What is being asked: Repeat the material exactly as it appears.

Coordinate labeling data:
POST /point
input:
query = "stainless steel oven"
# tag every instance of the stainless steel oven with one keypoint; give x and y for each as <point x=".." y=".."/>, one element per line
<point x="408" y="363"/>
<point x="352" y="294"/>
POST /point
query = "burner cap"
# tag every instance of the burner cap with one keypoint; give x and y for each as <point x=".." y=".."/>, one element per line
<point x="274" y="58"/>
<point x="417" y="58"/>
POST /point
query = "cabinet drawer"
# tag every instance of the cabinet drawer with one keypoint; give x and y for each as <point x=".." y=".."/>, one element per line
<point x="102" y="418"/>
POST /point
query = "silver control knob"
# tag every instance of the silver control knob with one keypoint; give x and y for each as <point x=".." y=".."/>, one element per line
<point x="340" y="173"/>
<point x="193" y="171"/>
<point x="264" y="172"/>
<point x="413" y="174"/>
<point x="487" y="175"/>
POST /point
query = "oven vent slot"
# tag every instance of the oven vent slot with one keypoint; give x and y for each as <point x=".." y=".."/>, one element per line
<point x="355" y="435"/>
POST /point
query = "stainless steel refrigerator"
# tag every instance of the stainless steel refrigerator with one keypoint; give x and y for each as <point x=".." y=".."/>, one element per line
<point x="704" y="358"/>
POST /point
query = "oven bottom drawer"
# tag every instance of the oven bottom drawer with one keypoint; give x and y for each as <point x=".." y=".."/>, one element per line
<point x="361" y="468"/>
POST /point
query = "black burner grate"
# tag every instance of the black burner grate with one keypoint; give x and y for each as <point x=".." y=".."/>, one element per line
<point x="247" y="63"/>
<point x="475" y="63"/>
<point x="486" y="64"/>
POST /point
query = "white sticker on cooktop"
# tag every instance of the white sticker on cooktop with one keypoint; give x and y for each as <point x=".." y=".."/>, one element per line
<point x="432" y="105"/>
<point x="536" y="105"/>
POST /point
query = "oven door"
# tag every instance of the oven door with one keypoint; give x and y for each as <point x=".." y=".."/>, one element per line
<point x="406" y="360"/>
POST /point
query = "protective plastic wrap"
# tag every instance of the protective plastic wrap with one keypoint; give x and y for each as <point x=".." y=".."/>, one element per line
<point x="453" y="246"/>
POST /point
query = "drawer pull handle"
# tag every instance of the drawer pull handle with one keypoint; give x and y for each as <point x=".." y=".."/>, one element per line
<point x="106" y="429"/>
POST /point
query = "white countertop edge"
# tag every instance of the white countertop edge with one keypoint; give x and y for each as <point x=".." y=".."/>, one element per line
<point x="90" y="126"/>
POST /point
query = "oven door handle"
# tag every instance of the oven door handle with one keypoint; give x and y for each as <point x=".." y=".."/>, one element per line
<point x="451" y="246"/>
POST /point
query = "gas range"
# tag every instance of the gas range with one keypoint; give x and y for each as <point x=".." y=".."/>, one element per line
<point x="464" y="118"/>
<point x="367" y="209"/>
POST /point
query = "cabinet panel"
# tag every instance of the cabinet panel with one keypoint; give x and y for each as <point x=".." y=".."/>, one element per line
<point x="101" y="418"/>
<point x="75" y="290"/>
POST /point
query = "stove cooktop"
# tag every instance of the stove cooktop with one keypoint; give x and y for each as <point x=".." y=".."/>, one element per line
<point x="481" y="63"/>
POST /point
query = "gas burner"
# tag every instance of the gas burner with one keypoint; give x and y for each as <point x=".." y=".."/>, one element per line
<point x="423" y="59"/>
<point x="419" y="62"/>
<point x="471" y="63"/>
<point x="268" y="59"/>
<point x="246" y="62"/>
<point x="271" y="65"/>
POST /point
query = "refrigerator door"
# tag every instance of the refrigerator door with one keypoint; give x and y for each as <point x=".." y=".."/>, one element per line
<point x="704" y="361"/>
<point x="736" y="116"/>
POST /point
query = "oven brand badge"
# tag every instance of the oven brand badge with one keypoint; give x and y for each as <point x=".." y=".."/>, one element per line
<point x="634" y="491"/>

Task solution:
POST /point
input:
query = "stainless steel oven"
# tag every instance of the stainless steel oven with one keypoint; give x and y for each as <point x=".." y=".."/>, one element per line
<point x="408" y="363"/>
<point x="352" y="294"/>
POST /point
query = "burner cap"
# tag every instance of the burner cap with one keypoint; give x and y for each as <point x=".." y=".."/>, one element per line
<point x="274" y="58"/>
<point x="417" y="58"/>
POST /point
query = "cabinet drawer"
# tag every instance of the cabinet drawer with one keypoint; give x and y for each as <point x=".." y=".."/>, one element per line
<point x="102" y="418"/>
POST /point
query = "silver control knob"
# tag every instance of the silver control knob with one keypoint; give x and y for each as <point x=".." y=".."/>, one element per line
<point x="340" y="173"/>
<point x="193" y="171"/>
<point x="264" y="172"/>
<point x="413" y="174"/>
<point x="487" y="175"/>
POST /point
query = "oven vent slot"
# tag every instance of the oven vent slot with one keypoint; give x and y for each as <point x=".." y=".."/>, one element per line
<point x="355" y="435"/>
POST /point
query = "stainless steel refrigerator"
# tag every instance of the stainless steel refrigerator with one keypoint; give x and y for each as <point x=".." y=".."/>, one element per line
<point x="704" y="358"/>
POST /point
query = "oven bottom drawer"
# tag every instance of the oven bottom drawer with one keypoint; give x and y for each as <point x=".." y=".."/>, one element per line
<point x="361" y="468"/>
POST /point
query = "black burner grate"
# tag every instance of the black burner grate with one keypoint; give x and y for each as <point x=".." y=".."/>, one element per line
<point x="247" y="63"/>
<point x="475" y="63"/>
<point x="486" y="64"/>
POST /point
query = "white sticker on cooktop"
# tag every instance of the white sticker on cooktop with one keypoint; give x and y for each as <point x=".." y=".."/>, one element per line
<point x="432" y="105"/>
<point x="536" y="105"/>
POST /point
query = "oven door"
# tag every instance of the oven door with one keypoint; give x and y for each as <point x=".." y=".."/>, one element per line
<point x="406" y="360"/>
POST /point
query = "protective plastic wrap"
# tag every instance of the protective plastic wrap with one keypoint; give x and y for each as <point x=".." y=".."/>, one element per line
<point x="453" y="246"/>
POST /point
query = "drawer pull handle"
# tag every instance of the drawer pull handle with one keypoint; give x and y for each as <point x=".." y=".."/>, one element per line
<point x="106" y="429"/>
POST /point
query = "white countertop edge"
# tag every instance of the white countertop edge with one keypoint; give x and y for each as <point x=".." y=".."/>, one element per line
<point x="90" y="126"/>
POST /point
query = "oven door handle"
# tag every instance of the oven door handle with one keypoint; give x and y for each as <point x=".." y=".."/>, one element per line
<point x="451" y="246"/>
POST /point
query = "gas range"
# tag every instance of the gas range with one keypoint; give x and y for each as <point x=".." y=".."/>, one element per line
<point x="464" y="118"/>
<point x="367" y="209"/>
POST /point
query = "cabinet panel"
# tag every instance of the cabinet panel with one keypoint; give x and y for each as <point x=".." y=".."/>, one element per line
<point x="101" y="418"/>
<point x="75" y="290"/>
POST /point
query = "stove cooktop"
# tag every instance of the stove cooktop with one keypoint; give x and y for each as <point x=".." y=".."/>, one element per line
<point x="481" y="63"/>
POST /point
query = "gas burner"
# tag every instance of the gas burner with one keypoint; give x and y for each as <point x=".." y=".."/>, one element per line
<point x="423" y="59"/>
<point x="419" y="62"/>
<point x="471" y="63"/>
<point x="268" y="59"/>
<point x="246" y="62"/>
<point x="271" y="65"/>
POST /point
query = "refrigerator door"
# tag every instance of the refrigerator door with one keypoint; give x and y for each as <point x=".." y=".."/>, one element per line
<point x="704" y="361"/>
<point x="736" y="116"/>
POST /point
query = "oven brand badge"
# tag every instance of the oven brand badge with one keypoint; give x and y for each as <point x=".." y=".."/>, one element per line
<point x="634" y="491"/>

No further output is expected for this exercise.